**INFORMATION SUPPLIED**
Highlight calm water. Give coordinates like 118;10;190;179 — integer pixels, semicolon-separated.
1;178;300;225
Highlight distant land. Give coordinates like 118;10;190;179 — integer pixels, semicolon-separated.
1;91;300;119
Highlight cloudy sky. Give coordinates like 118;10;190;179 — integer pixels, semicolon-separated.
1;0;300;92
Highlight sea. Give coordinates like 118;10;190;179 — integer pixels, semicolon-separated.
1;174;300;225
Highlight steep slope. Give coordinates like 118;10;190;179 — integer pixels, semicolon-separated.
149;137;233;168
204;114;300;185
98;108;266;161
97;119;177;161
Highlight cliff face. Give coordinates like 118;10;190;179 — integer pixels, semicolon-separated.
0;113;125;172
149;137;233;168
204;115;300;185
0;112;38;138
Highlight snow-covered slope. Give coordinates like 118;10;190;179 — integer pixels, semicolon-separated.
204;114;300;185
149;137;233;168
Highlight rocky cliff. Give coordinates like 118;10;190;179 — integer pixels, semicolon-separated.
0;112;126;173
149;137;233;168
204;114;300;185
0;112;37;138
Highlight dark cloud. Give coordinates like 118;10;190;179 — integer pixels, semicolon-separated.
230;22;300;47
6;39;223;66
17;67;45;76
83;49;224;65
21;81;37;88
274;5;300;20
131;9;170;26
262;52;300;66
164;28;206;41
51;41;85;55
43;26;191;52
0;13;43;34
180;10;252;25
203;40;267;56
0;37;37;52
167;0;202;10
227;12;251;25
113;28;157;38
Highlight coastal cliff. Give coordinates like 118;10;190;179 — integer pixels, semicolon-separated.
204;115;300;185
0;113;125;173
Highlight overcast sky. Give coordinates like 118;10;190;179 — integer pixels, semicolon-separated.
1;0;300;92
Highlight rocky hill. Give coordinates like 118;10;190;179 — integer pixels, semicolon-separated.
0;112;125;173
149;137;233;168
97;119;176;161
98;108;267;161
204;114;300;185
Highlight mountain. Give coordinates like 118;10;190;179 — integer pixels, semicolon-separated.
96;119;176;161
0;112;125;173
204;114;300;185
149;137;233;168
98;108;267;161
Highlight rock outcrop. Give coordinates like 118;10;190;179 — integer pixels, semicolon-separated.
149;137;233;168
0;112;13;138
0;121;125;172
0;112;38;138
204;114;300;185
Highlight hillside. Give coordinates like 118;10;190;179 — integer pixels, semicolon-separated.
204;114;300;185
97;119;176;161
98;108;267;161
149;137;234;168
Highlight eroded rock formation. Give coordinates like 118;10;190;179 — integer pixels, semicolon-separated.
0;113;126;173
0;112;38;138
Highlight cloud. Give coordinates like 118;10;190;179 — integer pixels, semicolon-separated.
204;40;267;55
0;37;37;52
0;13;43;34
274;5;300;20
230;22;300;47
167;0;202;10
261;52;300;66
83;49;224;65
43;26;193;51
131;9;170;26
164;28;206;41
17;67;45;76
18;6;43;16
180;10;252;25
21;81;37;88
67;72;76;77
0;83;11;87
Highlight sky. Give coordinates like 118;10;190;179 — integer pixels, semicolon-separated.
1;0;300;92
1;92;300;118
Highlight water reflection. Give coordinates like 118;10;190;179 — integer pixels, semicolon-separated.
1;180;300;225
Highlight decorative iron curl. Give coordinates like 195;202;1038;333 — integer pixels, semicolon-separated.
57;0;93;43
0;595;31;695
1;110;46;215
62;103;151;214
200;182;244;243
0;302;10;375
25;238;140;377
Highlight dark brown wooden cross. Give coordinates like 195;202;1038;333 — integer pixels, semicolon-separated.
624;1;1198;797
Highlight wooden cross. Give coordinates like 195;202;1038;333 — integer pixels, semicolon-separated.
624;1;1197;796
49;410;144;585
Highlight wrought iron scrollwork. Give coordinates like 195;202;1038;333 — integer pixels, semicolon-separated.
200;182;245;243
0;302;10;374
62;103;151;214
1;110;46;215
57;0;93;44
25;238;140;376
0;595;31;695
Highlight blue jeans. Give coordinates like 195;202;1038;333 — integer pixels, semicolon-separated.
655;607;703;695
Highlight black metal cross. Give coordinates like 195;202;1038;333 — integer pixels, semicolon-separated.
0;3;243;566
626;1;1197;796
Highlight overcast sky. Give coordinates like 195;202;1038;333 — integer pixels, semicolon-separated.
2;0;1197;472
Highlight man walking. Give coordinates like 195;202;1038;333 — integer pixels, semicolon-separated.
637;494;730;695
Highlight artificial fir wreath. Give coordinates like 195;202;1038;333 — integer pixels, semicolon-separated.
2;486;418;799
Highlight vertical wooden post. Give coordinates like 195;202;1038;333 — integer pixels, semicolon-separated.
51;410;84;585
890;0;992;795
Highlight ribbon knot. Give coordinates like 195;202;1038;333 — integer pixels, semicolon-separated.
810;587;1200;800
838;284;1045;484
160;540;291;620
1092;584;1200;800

**THE PROBLEM**
Each of the records shown above needs to be repeated exactly.

**EXERCISE SOLUTION**
Highlight calm water. Give coordinates like 118;10;190;179 — integer pixels, semicolon-separated.
1;178;300;225
Highlight distant land. Give coordinates like 118;10;190;179 — integer pixels, semicolon-separated.
1;91;300;119
Highlight cloudy sky. Give coordinates like 118;10;190;179 — integer pixels, semicolon-separated.
1;0;300;92
Highlight sea. Give coordinates like 118;10;190;179 — integer pixels, semicolon-separated.
1;174;300;225
Highlight steep slope. Give coordinates like 118;10;190;179 — integer pixels, semicolon-separated.
149;137;233;168
204;114;300;185
98;108;266;161
97;119;177;161
Highlight cliff face. Give coordinates like 118;10;190;179 — integer pixels, semicolon-separated.
0;113;125;172
149;137;233;168
204;115;300;185
0;112;38;138
Highlight snow-covered slope. Give coordinates like 118;10;190;179 — integer pixels, semicolon-separated.
204;114;300;185
149;137;233;168
Highlight rocky cliff. Give coordinates like 118;10;190;179 — integer pixels, semicolon-separated.
0;112;126;173
149;137;233;168
204;114;300;185
0;112;37;138
Highlight dark cloud. Give coordinates like 118;10;190;179 — integer pixels, semicolon-separated.
230;22;300;47
6;39;223;66
17;67;45;76
83;49;224;65
21;81;37;88
274;5;300;20
131;9;170;26
262;52;300;66
164;28;206;41
51;41;85;55
43;26;191;52
0;13;43;34
180;10;252;25
203;40;267;56
0;37;37;52
167;0;202;10
227;12;251;25
113;28;157;38
Highlight coastal cliff. Give coordinates like 118;10;190;179 — integer pixels, semicolon-separated.
204;115;300;185
0;113;125;173
Highlight overcast sky. Give coordinates like 118;10;190;179 — integer pixels, semicolon-separated.
1;0;300;92
Highlight rocky hill. Give coordinates like 118;10;190;179 — integer pixels, semicolon-separated.
0;112;125;173
149;137;233;168
97;119;176;161
98;108;267;161
204;114;300;185
Highlight mountain. Give coordinates like 118;10;190;179 — integer pixels, semicolon-separated.
96;119;176;161
0;112;125;173
204;114;300;185
149;137;233;168
98;108;267;161
Highlight rock outcrop. Give coordinates like 118;10;190;179 — integer pixels, semicolon-separated.
149;137;233;168
0;112;13;138
0;121;125;172
0;112;38;138
204;114;300;185
Highlight hillside. Give coordinates like 118;10;190;179 — integer pixels, semicolon-separated.
204;114;300;185
97;119;176;161
98;108;267;161
149;137;234;168
Highlight eroded rock formation. Give coordinates like 118;10;190;179 — integer pixels, semicolon-separated.
0;113;126;173
0;112;38;138
Highlight cloud. Give coordinates like 118;10;190;179 — integer pixels, semicolon-separated.
204;40;267;55
0;37;37;52
0;13;43;34
274;5;300;20
230;22;300;47
167;0;202;10
261;52;300;66
83;49;224;65
43;26;193;51
131;9;170;26
164;28;206;41
17;67;45;76
18;6;43;16
180;10;252;25
21;81;37;88
67;72;76;77
0;83;11;87
Highlight sky. Give coordinates like 118;10;190;179 — integer pixels, semicolon-separated.
1;0;300;92
1;92;300;118
Highlight water reflection. Give coordinates like 118;10;190;179 — integer pixels, semicolon-separated.
1;180;300;225
Highlight decorative iron curl. Give coordinates like 195;202;1038;333 — integer pixels, semicolon-separated.
57;0;93;43
0;595;31;695
1;110;46;215
62;103;151;214
200;182;244;243
0;302;10;375
25;238;140;377
Highlight dark brown wooden cross. Give coordinates like 195;202;1038;333 — integer pixels, semicolon-separated.
624;1;1198;797
Highlight wooden cross. Give coordinates like 195;202;1038;333 — integer pixels, semicolon-separated.
624;1;1197;796
49;410;144;585
Highlight wrought iron scrollwork. Give coordinates like 195;202;1038;333 — integer pixels, semicolon-separated.
200;182;245;243
0;302;10;374
62;103;151;214
1;110;46;215
57;0;93;44
25;238;140;376
0;595;31;695
Highlight blue jeans. Give coordinates like 195;202;1038;333 — integer pixels, semicolon-separated.
655;607;703;695
Highlight black metal cross. Give coordinates like 195;202;1038;333 — integer pixels, semicolon-separated.
0;3;243;566
626;1;1197;796
Highlight overcast sky. Give coordinates like 195;202;1038;333 — integer pixels, semicolon-separated.
2;0;1197;472
Highlight man walking. Give coordinates like 195;202;1038;333 — integer pixels, semicolon-separated.
637;494;730;695
Highlight artificial fir wreath. Give coordinates like 195;202;1038;333 — integer pixels, semicolon-separated.
2;486;418;799
Highlight vertical wooden post. Give coordinates like 195;202;1038;333 — integer pixels, semicolon-separated.
51;410;84;585
890;0;992;795
Highlight ribbon knot. Give coordinates like 195;202;1038;333 — integer pixels, semicolon-separated.
810;587;1200;800
838;284;1045;484
160;540;291;620
1092;584;1200;800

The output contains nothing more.